Two similar intravenous infusion techniques have been utilized to investigate insulin sensitivity in young subjects with recent-onset ketosis-prone diabetes mellitus. All subjects presented initially with mild to moderately severe ketoacidosis and had been treated with daily insulin therapy for two to eight weeks at the time of study.

Six diabetics and 10 normal subjects (group A) received intravenous infusions of glucose (6 mg./kg./min.), insulin (80 mU./min.), epinephrine (6 μg./min.), and propranolol (0.08 mg./min.) for ISO minutes. Steady-state plasma glucose (SSPG) and insulin levels (SSPI) were reached by 90 minutes and maintained through the end of the study. As all subjects achieve similar SSPI while simultaneously receiving similar glucose loads, the SSPG can be used to measure individual insulin sensitivity. Under these conditions the diabetics in group A had a mean SSPG (± S. E.) of 99 ± 26 mg./lOO ml., which was not different from the level of 98 ± 14 mg./100 ml. for their control subjects. Six diabetics and six normal subjects (group B) received infusions of only glucose (6 mg./kg./min.) and insulin (80 mU./min.). Similar SSPI levels were attained in both the diabetic and control subjects, and their mean SSPG (± S.E.) levels were not significantly different (83 ± 13 vs. 61 ± 6mg./100 ml.).

One diabetic in group A and two diabetics in group B had SSPG levels above the highest values measured in their control groups. However, all three had markedly elevated fasting plasma glucose levels on the day of study. In contrast, nine well-controlled diabetics had normal insulin sensitivity. These results suggest that well-controlled subjects with ketosis-prone diabetes mellitus have normal sensitivity to insulin.

▶ **Dataset excerpts**

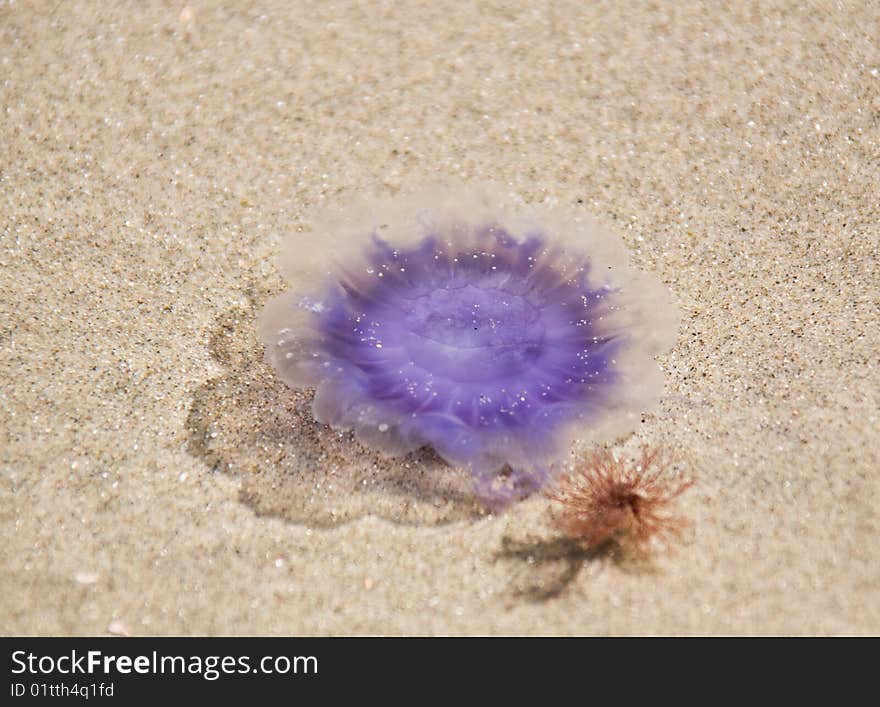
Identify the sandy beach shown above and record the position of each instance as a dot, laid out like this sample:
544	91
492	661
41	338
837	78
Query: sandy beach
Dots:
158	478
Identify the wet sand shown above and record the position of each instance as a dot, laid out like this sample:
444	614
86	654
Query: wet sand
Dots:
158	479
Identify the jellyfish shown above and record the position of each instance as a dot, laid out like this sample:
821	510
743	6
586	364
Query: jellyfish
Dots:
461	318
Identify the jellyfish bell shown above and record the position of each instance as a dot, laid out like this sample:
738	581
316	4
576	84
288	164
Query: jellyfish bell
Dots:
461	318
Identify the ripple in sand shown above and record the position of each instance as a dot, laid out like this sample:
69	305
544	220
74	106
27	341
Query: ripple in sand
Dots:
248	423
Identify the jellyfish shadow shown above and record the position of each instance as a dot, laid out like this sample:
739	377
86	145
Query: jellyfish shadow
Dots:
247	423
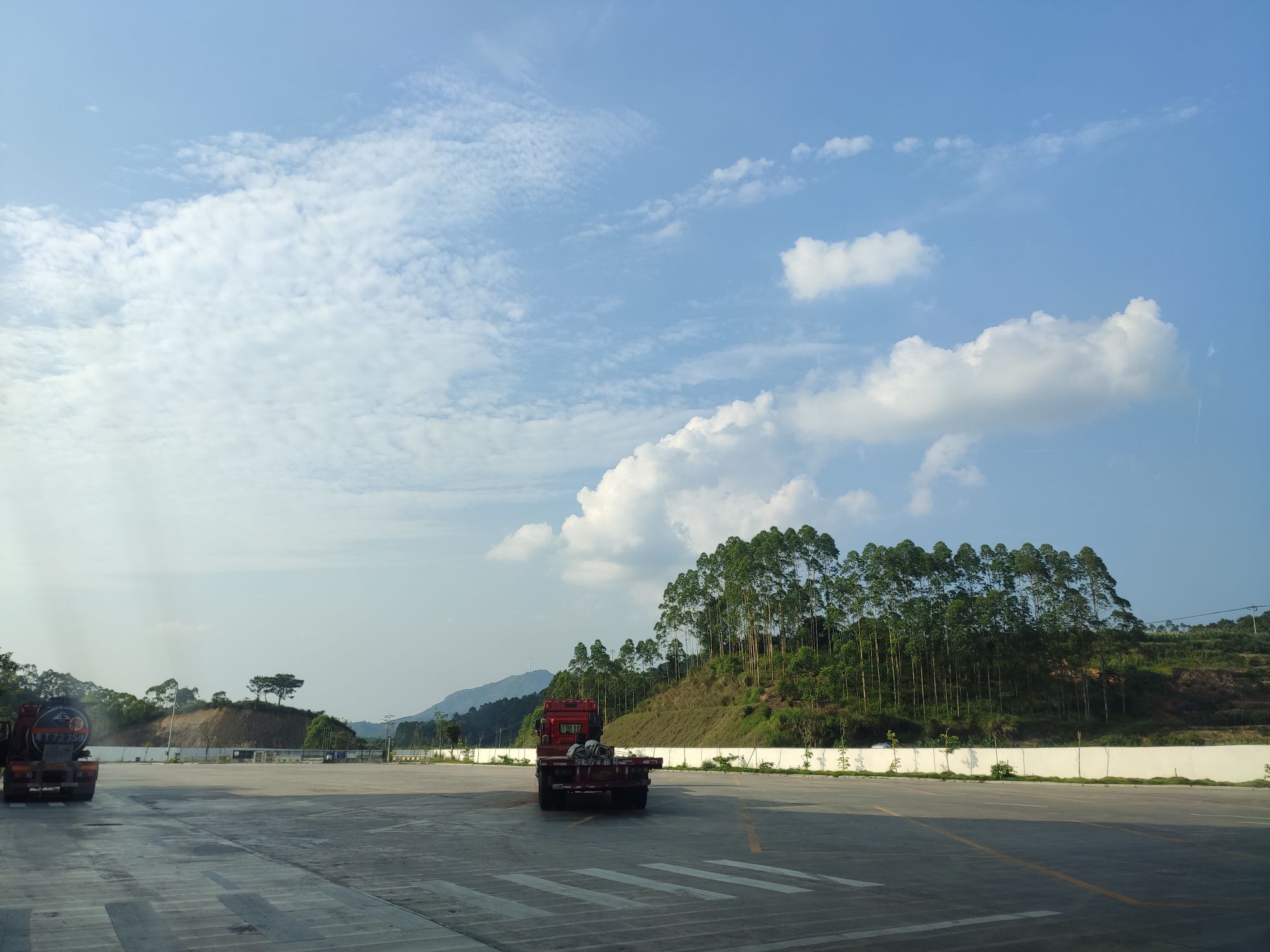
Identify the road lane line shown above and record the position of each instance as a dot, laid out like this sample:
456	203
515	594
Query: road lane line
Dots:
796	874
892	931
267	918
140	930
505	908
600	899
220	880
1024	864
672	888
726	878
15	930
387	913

--

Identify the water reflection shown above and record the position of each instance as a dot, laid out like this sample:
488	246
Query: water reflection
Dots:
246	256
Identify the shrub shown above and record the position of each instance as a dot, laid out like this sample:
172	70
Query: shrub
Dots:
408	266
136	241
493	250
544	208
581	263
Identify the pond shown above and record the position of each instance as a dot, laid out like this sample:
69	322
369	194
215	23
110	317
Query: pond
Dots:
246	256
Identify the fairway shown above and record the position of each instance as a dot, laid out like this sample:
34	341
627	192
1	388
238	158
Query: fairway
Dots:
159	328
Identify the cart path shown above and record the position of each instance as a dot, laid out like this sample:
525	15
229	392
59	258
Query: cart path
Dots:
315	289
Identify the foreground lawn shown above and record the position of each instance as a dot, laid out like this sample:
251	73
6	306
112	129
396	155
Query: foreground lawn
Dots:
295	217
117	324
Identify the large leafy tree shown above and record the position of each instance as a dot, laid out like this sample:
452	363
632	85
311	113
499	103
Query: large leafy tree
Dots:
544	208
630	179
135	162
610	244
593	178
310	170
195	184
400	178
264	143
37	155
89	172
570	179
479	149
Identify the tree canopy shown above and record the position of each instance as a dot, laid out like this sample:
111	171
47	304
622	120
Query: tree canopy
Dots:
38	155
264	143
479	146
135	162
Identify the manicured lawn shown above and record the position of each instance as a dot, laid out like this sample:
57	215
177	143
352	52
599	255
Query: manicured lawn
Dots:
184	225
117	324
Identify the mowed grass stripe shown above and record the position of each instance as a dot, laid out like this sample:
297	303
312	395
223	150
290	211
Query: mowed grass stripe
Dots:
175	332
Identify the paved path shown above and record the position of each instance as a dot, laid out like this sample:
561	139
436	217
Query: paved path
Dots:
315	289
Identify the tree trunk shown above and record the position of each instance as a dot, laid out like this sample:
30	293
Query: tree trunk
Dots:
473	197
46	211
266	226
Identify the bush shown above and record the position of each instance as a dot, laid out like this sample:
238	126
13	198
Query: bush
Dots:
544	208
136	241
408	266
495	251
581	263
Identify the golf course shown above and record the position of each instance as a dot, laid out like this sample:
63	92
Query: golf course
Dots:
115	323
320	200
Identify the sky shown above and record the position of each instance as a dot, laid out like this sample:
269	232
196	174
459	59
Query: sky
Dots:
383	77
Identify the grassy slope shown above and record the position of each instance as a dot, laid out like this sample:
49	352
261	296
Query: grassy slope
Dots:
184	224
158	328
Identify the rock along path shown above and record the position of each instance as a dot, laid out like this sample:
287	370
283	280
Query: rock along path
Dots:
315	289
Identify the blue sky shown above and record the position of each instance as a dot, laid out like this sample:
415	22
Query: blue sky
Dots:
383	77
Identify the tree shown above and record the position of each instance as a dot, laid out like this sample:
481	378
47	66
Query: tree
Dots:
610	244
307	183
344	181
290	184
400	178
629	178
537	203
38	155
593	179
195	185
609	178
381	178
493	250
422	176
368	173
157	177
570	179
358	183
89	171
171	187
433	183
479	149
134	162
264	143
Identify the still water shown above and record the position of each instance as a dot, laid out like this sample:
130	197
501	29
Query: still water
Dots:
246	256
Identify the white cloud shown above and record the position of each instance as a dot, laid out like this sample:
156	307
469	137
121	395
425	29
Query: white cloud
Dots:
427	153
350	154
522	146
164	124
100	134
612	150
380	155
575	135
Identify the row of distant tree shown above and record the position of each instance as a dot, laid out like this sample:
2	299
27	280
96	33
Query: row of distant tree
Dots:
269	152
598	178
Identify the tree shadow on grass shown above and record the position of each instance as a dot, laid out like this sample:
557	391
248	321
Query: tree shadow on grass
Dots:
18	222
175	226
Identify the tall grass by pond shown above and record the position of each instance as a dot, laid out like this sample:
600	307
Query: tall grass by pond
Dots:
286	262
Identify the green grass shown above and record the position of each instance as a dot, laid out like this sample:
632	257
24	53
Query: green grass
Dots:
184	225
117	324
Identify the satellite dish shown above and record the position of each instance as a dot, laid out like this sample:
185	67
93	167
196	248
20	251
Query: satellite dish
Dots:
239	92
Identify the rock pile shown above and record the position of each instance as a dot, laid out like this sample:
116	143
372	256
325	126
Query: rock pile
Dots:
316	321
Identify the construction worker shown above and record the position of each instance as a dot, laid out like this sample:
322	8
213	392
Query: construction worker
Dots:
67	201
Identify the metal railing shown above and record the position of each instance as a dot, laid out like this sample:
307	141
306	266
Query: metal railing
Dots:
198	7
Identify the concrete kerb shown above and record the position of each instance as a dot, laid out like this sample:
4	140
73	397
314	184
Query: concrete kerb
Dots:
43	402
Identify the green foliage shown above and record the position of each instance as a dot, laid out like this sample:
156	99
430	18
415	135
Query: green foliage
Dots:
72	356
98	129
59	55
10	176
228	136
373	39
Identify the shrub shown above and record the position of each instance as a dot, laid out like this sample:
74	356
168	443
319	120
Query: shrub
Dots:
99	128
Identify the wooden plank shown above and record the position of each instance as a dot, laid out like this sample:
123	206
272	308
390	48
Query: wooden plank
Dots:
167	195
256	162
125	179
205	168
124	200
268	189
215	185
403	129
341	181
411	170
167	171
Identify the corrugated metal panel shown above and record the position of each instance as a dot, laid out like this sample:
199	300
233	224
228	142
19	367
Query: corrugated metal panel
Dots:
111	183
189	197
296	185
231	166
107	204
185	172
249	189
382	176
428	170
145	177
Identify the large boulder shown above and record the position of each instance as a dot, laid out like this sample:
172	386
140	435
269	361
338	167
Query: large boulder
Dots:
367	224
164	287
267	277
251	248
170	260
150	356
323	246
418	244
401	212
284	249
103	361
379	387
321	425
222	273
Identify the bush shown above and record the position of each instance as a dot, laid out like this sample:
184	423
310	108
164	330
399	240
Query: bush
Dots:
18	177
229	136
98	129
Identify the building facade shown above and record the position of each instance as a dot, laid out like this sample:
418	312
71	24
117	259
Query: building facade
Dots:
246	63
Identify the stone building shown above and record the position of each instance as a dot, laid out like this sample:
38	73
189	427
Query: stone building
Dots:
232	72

▶ **Apply what you read**
1) From the diabetes study text, duplicate the part that opens with the words containing "Two similar intravenous" and closes with "time of study.".
2) Please list every substance that the diabetes study text says was infused intravenously into the group A subjects.
3) According to the diabetes study text, why can the steady-state plasma glucose level serve as a measure of each subject's insulin sensitivity?

▶ **Answers to the exercises**
1)
Two similar intravenous infusion techniques have been utilized to investigate insulin sensitivity in young subjects with recent-onset ketosis-prone diabetes mellitus. All subjects presented initially with mild to moderately severe ketoacidosis and had been treated with daily insulin therapy for two to eight weeks at the time of study.

2) Glucose, insulin, epinephrine, propranolol

3) All subjects reach similar steady-state plasma insulin levels while receiving similar glucose loads. That makes the steady-state plasma glucose level usable as a measure of individual insulin sensitivity.